*TEXTAUSZUG:*
Und folgerichtig wirft Jesus seine Passion auch niemandem vor, sondern macht in Rückblenden deutlich, dass sie ihm freiwillig und notwendig sei, um den Bund zu erneuern und am Kreuz schließlich erbittet er um Vergebung, weil seine Peiniger nicht wüssten, was sie tun, was immanent nur logisch ist, denn wenn Christi Passion messianisch ist, dann hätten ihn in solcher Kenntnis wohl einige nicht gekreuzigt. 

All dieser Jesus kann bis hierhin als jemand gelten, wie er im Film dargestellt auch dem Herodes als Verrückter gilt. 
Ein Verrückter, der im Glauben Gutes zu tun etwas auf sich nimmt, wenn auch anmaßend in seinen Ansichten über sich selbst, was aber immer nur denen so scheint, die in ihm den bekennenden Menschen übersehen: an sich selbst zweifelnd wie auch an Gott, was sich nur Scheinheilige nicht eingestehen; und Jesus, der sich immer und wieder in den Glauben rettet, was ebenfalls menschenverbreitet ist und keine Ausnahme davon für denjenigen, der auch nur ein bisschen einen religiösen Menschen kennt.

*AUFGABEN:*
**a.** Formuliere den Abschnitt des Textauszugs, der mit den Worten „Und folgerichtig wirft“ beginnt und mit „als Verrückter gilt.“ endet, neu und setze dabei „Pilatus“ an die Stelle von „Herodes“.
**b.** Übersetze diesen Satz aus dem Textauszug ins Englische: „All dieser Jesus kann bis hierhin als jemand gelten, wie er im Film dargestellt auch dem Herodes als Verrückter gilt.“

*DATENAUSZÜGE:*
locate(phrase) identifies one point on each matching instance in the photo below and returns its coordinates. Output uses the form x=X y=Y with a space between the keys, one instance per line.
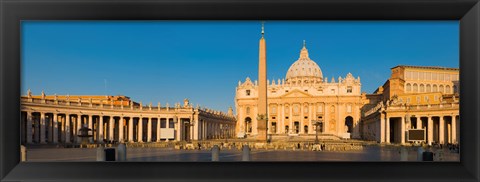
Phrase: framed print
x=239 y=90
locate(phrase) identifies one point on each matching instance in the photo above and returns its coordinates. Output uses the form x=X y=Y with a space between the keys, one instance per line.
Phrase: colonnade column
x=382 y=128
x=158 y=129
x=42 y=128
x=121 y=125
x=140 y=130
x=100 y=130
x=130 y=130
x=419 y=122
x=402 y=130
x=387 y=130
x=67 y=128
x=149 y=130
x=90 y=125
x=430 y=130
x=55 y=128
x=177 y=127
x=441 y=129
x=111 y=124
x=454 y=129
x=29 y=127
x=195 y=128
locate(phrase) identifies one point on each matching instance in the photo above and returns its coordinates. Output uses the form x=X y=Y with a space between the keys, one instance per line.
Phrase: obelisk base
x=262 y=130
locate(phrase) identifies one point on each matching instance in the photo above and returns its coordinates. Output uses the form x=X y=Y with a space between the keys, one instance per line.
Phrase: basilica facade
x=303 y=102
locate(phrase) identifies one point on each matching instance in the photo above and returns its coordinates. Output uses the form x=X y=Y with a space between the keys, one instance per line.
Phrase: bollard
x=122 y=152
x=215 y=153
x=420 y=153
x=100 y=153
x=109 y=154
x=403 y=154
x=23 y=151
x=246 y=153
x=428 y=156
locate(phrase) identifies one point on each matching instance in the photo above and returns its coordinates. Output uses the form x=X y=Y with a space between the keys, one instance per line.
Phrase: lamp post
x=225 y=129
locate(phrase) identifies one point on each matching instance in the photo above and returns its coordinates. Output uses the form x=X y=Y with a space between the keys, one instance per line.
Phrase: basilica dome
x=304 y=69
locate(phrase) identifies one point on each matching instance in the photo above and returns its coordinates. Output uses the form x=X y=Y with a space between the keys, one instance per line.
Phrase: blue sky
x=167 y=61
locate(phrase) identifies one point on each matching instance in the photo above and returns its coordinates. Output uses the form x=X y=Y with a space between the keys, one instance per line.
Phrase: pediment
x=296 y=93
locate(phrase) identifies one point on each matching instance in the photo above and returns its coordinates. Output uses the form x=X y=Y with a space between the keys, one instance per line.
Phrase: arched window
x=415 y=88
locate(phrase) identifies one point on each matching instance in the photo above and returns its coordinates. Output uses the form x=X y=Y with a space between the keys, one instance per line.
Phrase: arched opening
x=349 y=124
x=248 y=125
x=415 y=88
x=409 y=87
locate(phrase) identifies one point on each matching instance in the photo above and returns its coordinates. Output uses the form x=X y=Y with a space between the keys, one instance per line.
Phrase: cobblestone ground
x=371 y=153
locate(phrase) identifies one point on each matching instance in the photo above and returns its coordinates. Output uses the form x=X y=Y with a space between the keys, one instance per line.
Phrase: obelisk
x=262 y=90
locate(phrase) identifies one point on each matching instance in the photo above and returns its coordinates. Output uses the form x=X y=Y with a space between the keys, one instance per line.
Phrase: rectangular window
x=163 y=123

--

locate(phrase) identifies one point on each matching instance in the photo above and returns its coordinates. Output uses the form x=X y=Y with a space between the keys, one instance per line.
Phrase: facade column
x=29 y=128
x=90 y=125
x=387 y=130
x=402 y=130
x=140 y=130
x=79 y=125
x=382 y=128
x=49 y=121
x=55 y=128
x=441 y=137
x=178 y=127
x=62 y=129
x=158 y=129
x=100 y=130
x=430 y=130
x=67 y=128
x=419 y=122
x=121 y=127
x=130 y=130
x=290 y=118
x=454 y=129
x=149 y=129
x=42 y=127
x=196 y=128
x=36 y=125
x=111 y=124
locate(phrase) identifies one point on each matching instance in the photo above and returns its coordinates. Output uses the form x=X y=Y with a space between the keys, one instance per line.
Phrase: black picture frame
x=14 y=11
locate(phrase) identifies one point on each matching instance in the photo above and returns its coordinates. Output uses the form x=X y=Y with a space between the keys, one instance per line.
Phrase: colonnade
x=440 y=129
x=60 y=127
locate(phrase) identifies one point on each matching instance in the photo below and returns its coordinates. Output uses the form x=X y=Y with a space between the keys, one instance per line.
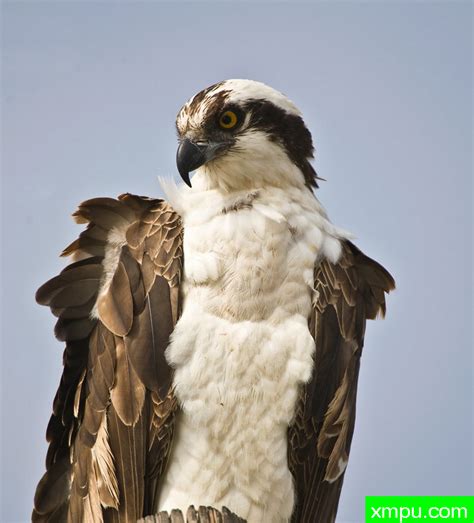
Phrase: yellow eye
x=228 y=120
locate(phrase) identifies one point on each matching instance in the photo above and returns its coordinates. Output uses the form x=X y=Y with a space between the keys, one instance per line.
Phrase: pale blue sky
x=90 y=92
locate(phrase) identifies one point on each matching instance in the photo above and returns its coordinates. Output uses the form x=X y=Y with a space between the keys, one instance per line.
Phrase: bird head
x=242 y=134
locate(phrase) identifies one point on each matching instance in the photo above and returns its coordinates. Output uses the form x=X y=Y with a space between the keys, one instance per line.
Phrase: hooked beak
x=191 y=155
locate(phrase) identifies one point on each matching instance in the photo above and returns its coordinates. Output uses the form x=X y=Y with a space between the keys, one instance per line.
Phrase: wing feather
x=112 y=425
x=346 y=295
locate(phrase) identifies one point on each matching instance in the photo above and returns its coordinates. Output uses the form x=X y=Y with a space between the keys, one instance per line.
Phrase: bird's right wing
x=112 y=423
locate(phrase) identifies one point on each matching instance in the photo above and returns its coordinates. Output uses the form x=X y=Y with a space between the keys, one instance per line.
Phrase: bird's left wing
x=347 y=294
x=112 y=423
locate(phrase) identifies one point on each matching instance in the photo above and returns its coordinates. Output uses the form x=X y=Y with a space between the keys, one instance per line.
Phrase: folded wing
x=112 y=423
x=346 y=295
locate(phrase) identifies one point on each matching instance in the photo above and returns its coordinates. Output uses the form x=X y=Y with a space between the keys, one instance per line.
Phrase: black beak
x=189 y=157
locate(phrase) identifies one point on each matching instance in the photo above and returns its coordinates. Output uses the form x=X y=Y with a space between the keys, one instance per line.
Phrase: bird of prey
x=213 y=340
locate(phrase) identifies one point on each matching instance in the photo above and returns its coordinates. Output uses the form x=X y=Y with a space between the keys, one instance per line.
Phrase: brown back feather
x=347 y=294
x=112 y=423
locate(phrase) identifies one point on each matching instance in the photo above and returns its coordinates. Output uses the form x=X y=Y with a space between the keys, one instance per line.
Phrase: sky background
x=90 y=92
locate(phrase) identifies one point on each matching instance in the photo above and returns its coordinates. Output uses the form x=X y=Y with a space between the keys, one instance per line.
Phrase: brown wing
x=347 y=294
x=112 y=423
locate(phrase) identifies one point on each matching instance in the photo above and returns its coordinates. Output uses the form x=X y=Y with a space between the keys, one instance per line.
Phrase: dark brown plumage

*LÖSUNGEN:*
**a.**
Und folgerichtig wirft Jesus seine Passion auch niemandem vor, sondern macht in Rückblenden deutlich, dass sie ihm freiwillig und notwendig sei, um den Bund zu erneuern und am Kreuz schließlich erbittet er um Vergebung, weil seine Peiniger nicht wüssten, was sie tun, was immanent nur logisch ist, denn wenn Christi Passion messianisch ist, dann hätten ihn in solcher Kenntnis wohl einige nicht gekreuzigt. 

All dieser Jesus kann bis hierhin als jemand gelten, wie er im Film dargestellt auch dem Pilatus als Verrückter gilt.

**b.** Up to this point, all of this Jesus can pass for someone whom, as the film portrays him, Herod too regards as a madman.